### Work to complete
Rewrite the items below, starting at the first one and ending at the line that contains "(1006, 462)". Keep every request line as it is, and multiply each coordinate in the answers by 2.45, rounding to whole numbers with halves rounded up.

### Data in this exercise
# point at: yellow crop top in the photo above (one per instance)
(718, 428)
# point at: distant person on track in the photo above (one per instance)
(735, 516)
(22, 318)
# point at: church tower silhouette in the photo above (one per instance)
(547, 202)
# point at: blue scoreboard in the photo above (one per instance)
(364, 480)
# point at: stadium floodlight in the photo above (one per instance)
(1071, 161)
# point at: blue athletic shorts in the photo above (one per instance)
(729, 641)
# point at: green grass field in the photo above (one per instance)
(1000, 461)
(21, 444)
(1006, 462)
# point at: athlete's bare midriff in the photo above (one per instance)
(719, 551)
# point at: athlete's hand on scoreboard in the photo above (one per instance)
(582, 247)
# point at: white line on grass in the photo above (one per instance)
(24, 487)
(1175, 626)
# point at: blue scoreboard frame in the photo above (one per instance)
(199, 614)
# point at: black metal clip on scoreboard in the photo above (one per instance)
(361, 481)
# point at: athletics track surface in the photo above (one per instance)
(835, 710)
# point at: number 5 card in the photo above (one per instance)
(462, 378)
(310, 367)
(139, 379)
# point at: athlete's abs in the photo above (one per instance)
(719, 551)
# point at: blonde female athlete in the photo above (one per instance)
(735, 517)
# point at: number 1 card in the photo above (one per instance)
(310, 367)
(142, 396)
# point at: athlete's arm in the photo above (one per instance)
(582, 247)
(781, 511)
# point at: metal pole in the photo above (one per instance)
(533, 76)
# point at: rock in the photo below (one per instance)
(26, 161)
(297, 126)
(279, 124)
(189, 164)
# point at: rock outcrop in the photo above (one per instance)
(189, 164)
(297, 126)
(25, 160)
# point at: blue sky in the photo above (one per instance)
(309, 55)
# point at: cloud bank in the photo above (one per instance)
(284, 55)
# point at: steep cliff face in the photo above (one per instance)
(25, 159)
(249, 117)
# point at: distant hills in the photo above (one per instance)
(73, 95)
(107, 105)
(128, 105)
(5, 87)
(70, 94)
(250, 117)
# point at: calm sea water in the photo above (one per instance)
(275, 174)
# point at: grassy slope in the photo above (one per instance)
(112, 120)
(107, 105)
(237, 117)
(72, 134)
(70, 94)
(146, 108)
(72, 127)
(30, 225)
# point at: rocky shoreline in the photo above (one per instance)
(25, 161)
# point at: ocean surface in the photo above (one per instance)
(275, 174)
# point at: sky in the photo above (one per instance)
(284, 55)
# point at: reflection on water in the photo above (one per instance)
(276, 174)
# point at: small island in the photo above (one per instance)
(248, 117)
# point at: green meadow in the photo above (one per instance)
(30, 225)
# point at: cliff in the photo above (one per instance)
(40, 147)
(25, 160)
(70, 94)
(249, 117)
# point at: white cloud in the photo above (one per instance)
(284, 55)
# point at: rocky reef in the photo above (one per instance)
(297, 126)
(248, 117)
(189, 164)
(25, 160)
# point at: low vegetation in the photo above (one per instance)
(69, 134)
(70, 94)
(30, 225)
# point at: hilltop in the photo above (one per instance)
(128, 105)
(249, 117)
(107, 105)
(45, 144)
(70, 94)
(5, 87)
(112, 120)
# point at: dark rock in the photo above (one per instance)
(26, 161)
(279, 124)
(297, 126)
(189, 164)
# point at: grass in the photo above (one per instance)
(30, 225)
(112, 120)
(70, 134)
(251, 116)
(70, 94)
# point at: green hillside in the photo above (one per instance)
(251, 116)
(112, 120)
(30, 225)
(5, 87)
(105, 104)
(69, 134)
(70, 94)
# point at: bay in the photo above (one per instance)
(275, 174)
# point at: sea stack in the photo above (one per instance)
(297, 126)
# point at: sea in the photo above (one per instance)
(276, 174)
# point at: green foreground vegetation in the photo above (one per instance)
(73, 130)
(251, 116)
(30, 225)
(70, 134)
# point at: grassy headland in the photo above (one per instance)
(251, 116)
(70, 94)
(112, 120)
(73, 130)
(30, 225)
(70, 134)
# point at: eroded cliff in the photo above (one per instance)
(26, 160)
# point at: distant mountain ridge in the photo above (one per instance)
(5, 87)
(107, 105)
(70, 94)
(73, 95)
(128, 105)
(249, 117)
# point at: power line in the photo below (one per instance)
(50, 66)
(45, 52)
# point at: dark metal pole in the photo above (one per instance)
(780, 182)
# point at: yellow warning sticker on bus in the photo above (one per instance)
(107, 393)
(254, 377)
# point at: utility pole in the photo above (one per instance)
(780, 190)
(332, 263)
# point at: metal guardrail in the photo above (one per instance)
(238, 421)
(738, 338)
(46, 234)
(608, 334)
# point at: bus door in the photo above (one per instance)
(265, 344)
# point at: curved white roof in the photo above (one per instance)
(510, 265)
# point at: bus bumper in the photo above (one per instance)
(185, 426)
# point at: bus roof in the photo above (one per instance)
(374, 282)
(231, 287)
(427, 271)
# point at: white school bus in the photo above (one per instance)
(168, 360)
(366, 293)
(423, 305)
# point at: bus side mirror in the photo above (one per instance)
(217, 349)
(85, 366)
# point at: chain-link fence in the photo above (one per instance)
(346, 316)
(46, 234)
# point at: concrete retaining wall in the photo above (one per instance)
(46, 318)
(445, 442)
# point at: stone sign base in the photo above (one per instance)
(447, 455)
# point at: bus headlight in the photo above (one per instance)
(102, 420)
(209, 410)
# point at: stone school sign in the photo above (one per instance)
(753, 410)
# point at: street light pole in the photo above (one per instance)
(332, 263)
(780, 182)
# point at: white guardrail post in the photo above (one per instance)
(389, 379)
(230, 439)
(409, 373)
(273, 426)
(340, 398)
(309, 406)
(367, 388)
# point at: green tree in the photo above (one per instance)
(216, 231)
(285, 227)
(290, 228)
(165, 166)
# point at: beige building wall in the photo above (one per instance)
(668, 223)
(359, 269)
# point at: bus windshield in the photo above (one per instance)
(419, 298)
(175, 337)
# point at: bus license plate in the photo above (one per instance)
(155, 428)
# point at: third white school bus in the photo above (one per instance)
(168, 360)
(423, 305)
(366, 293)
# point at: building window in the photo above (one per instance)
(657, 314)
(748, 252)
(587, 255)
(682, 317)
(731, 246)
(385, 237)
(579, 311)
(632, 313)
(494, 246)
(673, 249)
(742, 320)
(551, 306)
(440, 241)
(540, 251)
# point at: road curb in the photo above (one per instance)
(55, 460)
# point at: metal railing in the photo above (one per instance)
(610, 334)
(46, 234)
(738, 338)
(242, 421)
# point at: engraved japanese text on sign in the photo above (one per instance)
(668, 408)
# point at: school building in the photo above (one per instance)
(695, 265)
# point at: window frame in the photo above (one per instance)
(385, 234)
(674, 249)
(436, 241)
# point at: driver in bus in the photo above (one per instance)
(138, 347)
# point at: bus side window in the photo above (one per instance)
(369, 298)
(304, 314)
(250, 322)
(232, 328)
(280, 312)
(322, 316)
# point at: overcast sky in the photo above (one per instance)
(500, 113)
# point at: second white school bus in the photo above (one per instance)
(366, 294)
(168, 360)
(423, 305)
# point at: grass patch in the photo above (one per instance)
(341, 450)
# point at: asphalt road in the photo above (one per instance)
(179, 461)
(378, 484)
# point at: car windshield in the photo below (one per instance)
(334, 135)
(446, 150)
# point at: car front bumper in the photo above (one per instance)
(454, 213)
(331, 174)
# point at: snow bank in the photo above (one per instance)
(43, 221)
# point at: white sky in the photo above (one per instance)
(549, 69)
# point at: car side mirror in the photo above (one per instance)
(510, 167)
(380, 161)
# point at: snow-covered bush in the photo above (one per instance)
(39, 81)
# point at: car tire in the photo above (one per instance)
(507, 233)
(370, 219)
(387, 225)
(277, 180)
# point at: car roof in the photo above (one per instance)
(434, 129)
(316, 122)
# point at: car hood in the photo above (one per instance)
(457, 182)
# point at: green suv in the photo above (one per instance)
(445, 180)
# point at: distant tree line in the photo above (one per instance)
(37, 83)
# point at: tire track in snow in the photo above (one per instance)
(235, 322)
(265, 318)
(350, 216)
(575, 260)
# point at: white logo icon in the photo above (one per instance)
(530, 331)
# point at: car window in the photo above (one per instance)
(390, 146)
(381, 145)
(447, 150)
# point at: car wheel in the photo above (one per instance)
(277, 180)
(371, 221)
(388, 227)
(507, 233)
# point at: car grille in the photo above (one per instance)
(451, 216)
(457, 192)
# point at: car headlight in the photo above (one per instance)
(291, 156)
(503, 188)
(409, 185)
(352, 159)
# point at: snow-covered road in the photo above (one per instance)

### Expected answer
# point at: yellow crop top in the photo above (one per instance)
(1759, 1049)
# point at: distant person on track in the photo above (one per instance)
(1801, 1264)
(54, 779)
# point at: church tower silhouette in the photo above (one per instance)
(1340, 495)
# point at: blue scoreboard in the photo above (one per instance)
(892, 1176)
# point at: stadium floodlight in the photo above (one per instance)
(2624, 394)
# point at: blue athletic shorts in the photo above (one per instance)
(1786, 1570)
# point at: green grass field in the photo above (one per instance)
(2450, 1129)
(51, 1088)
(2465, 1132)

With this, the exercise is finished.